[ABOUT THIS TASK]:
The records that follow must be repeated exactly as they stand.

[LISTED RECORDS]:
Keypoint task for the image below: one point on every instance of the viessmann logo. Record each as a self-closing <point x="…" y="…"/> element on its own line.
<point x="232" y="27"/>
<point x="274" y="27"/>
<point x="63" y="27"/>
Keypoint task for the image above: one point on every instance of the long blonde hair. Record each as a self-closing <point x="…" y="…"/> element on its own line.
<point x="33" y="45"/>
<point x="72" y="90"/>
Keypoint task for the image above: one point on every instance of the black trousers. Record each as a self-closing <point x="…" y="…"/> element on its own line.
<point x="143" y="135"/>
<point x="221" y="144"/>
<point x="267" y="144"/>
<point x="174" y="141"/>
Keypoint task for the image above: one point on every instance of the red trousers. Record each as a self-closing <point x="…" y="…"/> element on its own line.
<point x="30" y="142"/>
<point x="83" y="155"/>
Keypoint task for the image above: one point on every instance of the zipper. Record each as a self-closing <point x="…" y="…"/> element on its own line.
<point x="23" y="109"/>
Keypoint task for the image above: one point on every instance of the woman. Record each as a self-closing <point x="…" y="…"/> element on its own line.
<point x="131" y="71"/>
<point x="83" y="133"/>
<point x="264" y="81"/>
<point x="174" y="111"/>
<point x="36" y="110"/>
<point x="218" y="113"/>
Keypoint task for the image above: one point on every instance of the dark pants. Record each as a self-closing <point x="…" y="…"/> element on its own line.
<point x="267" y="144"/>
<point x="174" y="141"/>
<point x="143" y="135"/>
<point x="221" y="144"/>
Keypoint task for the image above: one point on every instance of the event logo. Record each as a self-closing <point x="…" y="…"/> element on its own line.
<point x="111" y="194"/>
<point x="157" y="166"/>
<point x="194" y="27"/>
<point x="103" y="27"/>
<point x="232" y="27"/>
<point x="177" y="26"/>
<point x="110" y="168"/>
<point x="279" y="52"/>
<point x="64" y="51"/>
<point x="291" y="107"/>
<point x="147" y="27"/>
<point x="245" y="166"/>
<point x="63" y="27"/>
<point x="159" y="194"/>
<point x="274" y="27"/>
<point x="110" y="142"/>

[ANSWER TO THIS EXERCISE]:
Keypoint task for the image below: one point on every instance of the viessmann logo. Record each as a self-closing <point x="…" y="…"/> element on its own line.
<point x="232" y="27"/>
<point x="274" y="27"/>
<point x="63" y="27"/>
Keypoint task for the image above: one point on every instance of the long blonde hair. Record each as a self-closing <point x="…" y="…"/> element on its own line.
<point x="33" y="45"/>
<point x="72" y="90"/>
Keypoint task for the image above: one point on every instance of the black trousers. Record each as a self-closing <point x="…" y="…"/> element on its own line.
<point x="143" y="135"/>
<point x="221" y="144"/>
<point x="267" y="144"/>
<point x="174" y="141"/>
Keypoint task for the image above: one point on every instance of the red trousers. Record each as a self-closing <point x="…" y="…"/> element on its own line.
<point x="30" y="142"/>
<point x="83" y="155"/>
Keypoint task for the image above: one point on every instance of the zipper. Record each as a self-closing <point x="…" y="…"/> element on its own line.
<point x="23" y="109"/>
Keypoint task for the image above: one point on every instance of the woman. Record each as a self-closing <point x="…" y="…"/> element on its own line.
<point x="131" y="71"/>
<point x="83" y="133"/>
<point x="264" y="81"/>
<point x="174" y="111"/>
<point x="36" y="110"/>
<point x="218" y="113"/>
Keypoint task for the image above: one point on every instance of the dark pants. Record each as a self-closing <point x="…" y="…"/> element on its own line.
<point x="267" y="144"/>
<point x="174" y="141"/>
<point x="143" y="135"/>
<point x="221" y="144"/>
Keypoint task for the image above: one point on every instance of the event logo. Record each as a self-closing <point x="…" y="…"/> element on its own line.
<point x="111" y="194"/>
<point x="157" y="166"/>
<point x="194" y="27"/>
<point x="103" y="27"/>
<point x="232" y="27"/>
<point x="177" y="26"/>
<point x="110" y="168"/>
<point x="279" y="52"/>
<point x="64" y="51"/>
<point x="291" y="107"/>
<point x="147" y="27"/>
<point x="245" y="166"/>
<point x="63" y="27"/>
<point x="159" y="194"/>
<point x="274" y="27"/>
<point x="110" y="142"/>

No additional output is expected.